A run of records
==========
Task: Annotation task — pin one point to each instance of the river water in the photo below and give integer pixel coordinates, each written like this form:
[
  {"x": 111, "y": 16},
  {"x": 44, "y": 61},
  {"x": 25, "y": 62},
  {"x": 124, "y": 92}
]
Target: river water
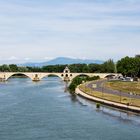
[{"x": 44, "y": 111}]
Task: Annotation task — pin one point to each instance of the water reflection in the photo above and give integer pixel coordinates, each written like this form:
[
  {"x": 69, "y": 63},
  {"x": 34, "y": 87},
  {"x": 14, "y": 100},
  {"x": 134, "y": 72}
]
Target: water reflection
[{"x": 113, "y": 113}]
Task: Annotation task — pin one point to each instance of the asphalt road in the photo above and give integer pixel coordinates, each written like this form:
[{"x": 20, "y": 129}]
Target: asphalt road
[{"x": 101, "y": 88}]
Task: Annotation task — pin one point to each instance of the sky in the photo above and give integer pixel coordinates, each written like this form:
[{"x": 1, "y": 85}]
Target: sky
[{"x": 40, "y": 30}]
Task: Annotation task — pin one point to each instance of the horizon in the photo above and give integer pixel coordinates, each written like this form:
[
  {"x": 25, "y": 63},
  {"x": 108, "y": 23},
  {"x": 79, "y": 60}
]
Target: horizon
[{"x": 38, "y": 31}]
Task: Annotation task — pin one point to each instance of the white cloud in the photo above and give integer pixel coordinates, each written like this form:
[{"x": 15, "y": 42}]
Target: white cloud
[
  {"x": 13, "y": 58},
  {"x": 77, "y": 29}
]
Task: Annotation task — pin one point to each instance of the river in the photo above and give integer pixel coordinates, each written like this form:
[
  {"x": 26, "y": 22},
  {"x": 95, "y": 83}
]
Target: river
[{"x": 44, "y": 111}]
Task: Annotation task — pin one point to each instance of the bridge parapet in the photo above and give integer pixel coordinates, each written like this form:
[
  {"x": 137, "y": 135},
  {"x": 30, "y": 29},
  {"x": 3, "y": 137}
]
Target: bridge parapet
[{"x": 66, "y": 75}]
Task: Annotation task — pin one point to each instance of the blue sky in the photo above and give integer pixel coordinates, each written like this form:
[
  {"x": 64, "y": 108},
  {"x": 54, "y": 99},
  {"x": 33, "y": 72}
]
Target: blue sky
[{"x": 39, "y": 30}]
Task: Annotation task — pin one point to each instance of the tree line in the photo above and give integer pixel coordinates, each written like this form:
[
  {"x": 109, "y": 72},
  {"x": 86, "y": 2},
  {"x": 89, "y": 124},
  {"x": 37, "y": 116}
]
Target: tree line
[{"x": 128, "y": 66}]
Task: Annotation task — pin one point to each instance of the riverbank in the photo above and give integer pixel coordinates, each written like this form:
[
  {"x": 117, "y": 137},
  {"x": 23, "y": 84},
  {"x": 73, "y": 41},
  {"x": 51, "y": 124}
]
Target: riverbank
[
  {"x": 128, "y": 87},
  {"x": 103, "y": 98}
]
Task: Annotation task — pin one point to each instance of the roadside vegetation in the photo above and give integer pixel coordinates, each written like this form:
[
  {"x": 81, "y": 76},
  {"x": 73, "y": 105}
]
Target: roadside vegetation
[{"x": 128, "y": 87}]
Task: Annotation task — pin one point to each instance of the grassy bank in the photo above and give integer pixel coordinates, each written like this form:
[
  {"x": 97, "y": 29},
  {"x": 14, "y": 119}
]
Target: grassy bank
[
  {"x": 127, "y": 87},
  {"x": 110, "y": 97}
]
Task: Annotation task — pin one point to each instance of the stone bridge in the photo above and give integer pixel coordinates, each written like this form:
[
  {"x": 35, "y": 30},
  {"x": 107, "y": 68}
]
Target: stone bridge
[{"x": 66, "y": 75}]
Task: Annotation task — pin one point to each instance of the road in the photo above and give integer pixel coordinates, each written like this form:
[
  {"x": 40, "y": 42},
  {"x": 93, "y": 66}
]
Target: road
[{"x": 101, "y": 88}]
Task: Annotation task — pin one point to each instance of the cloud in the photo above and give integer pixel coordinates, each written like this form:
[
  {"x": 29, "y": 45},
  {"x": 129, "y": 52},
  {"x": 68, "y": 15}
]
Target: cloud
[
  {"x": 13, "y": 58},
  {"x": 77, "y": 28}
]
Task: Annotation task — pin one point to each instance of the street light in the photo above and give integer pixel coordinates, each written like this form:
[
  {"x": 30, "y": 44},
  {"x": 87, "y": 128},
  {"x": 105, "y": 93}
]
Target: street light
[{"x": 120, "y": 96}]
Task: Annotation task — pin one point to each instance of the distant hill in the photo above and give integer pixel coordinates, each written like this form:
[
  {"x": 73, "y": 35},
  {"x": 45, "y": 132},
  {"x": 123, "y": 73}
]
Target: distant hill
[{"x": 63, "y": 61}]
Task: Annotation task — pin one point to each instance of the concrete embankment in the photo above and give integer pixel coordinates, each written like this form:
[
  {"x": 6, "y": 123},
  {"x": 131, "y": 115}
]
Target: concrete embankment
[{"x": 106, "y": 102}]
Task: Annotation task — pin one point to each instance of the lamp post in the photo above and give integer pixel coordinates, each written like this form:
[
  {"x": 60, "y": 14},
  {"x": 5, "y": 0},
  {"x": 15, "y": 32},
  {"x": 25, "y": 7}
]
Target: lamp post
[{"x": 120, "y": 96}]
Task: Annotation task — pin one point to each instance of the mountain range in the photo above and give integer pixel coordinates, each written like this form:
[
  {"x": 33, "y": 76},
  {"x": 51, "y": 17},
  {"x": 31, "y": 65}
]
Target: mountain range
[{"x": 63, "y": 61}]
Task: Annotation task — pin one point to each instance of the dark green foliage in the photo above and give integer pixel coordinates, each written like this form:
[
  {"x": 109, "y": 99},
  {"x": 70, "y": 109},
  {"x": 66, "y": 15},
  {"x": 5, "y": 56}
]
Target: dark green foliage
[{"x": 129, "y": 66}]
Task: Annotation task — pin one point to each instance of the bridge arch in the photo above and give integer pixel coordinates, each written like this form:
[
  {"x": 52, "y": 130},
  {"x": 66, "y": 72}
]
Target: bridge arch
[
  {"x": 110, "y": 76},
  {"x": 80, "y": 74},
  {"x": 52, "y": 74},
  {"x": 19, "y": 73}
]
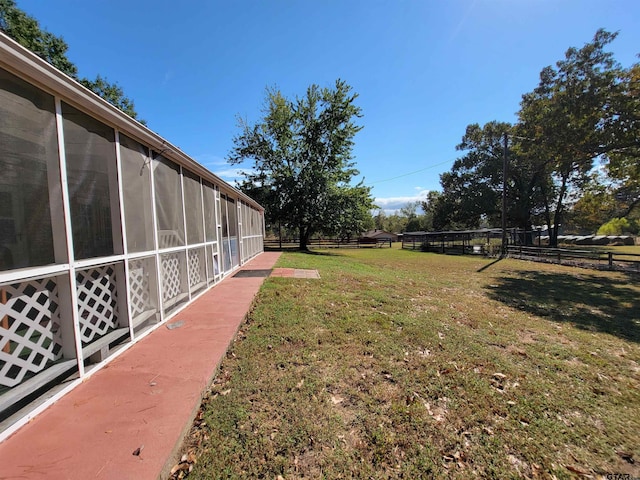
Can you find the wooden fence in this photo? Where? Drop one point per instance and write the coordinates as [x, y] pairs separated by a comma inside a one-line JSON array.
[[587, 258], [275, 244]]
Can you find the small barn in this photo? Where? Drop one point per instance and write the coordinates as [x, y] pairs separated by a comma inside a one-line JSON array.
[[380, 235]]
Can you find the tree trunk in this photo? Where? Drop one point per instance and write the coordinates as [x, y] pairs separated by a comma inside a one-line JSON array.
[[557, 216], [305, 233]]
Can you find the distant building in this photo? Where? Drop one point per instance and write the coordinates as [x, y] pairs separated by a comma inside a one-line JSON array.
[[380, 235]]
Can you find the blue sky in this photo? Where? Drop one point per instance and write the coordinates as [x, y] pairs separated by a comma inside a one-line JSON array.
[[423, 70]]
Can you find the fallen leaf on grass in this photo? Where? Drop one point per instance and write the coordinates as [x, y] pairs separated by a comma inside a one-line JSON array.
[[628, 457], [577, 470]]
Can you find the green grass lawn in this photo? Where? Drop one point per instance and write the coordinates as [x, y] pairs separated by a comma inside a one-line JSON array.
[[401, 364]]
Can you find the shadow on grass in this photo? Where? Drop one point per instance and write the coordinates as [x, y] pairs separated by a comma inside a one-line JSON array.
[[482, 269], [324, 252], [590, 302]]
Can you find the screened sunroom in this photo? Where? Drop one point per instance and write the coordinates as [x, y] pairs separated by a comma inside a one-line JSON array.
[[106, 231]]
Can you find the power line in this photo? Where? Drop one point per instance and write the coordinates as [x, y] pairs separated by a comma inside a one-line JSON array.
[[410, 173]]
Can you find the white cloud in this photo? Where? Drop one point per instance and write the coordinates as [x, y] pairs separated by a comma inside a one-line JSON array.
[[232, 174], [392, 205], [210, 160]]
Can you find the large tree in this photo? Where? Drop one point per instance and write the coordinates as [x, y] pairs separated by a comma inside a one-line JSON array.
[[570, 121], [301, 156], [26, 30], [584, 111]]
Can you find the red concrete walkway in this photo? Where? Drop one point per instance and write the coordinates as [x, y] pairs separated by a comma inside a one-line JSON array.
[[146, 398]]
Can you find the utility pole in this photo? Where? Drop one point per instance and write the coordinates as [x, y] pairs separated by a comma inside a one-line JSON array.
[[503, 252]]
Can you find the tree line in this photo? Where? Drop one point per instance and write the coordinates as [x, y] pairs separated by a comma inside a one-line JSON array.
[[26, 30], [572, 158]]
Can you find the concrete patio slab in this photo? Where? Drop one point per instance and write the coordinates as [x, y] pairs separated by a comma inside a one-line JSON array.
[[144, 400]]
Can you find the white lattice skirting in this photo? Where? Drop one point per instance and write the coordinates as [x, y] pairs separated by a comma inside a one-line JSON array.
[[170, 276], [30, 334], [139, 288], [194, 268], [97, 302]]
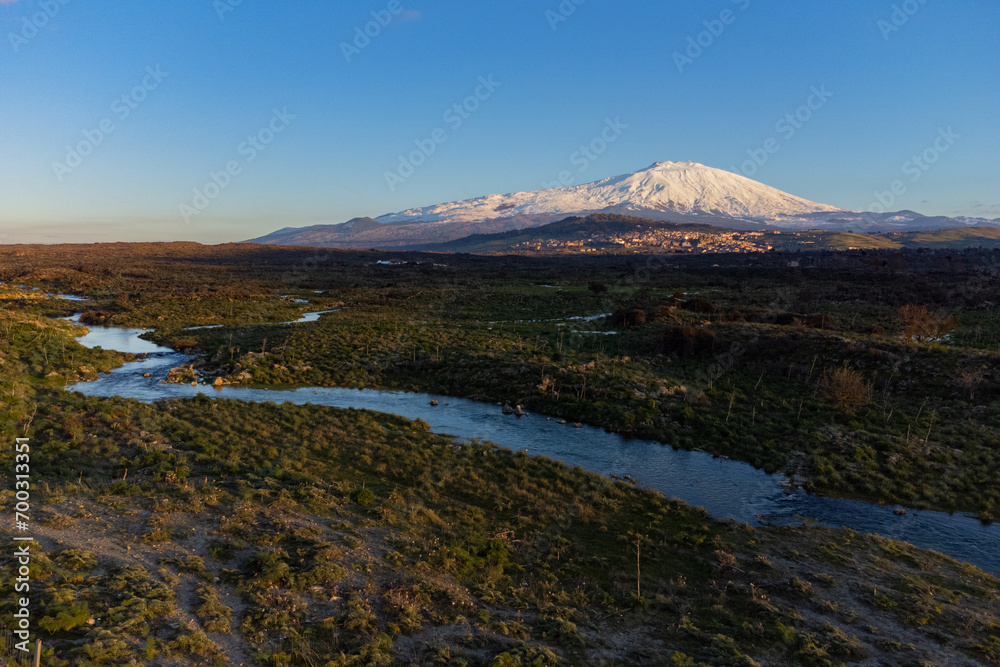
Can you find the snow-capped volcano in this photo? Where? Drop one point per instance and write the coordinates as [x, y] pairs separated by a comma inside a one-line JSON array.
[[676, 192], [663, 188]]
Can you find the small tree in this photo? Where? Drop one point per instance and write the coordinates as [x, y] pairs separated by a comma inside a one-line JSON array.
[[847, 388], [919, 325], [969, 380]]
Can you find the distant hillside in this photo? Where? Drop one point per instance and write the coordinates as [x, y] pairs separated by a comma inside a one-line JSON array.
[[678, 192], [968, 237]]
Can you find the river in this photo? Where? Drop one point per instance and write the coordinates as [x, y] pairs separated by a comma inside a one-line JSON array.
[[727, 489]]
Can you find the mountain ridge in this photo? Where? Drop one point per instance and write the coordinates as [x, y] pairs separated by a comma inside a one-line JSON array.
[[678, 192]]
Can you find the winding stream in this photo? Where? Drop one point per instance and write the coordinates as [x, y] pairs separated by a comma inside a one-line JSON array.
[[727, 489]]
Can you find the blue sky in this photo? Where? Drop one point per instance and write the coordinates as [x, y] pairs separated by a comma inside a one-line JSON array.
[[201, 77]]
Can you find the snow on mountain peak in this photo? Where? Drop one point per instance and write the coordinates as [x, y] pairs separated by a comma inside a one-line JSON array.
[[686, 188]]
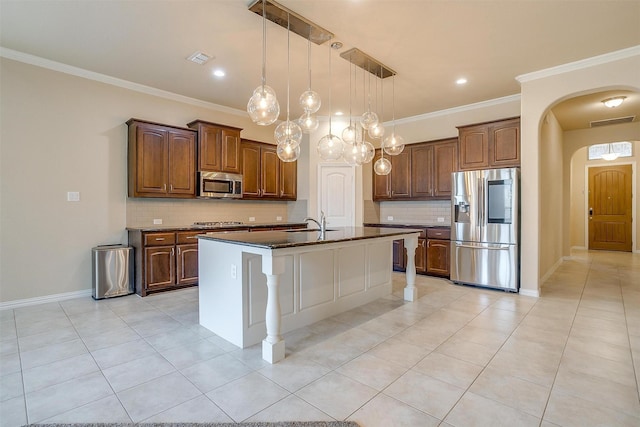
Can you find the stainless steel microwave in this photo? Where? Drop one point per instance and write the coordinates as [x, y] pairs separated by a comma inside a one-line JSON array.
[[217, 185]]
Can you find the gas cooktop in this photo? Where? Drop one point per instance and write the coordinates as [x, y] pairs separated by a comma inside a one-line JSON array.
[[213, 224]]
==========
- **Written task**
Reproduce word for word the stretch of the records above from the line that contains "Can you find the snow on" through the end of the records. Leave the pictures out.

- **Task answer**
Can you find the snow on mountain peak in this photo? Where? Drop one point per instance and write the coordinates as [x, y] pairs separated by a comma inside a one-line JSON array.
[[686, 188]]
Can you find the stainless steel microwave in this photo? Where? Drop one point per instance and write the coordinates as [x, y] pairs separated by a comma inside a one-line JSON array.
[[217, 185]]
Can you find the gas cooktop in this photo? Where? Drop one point per instance and write the coordinates as [x, y] pairs separated by a comma inside a one-line JSON array.
[[213, 224]]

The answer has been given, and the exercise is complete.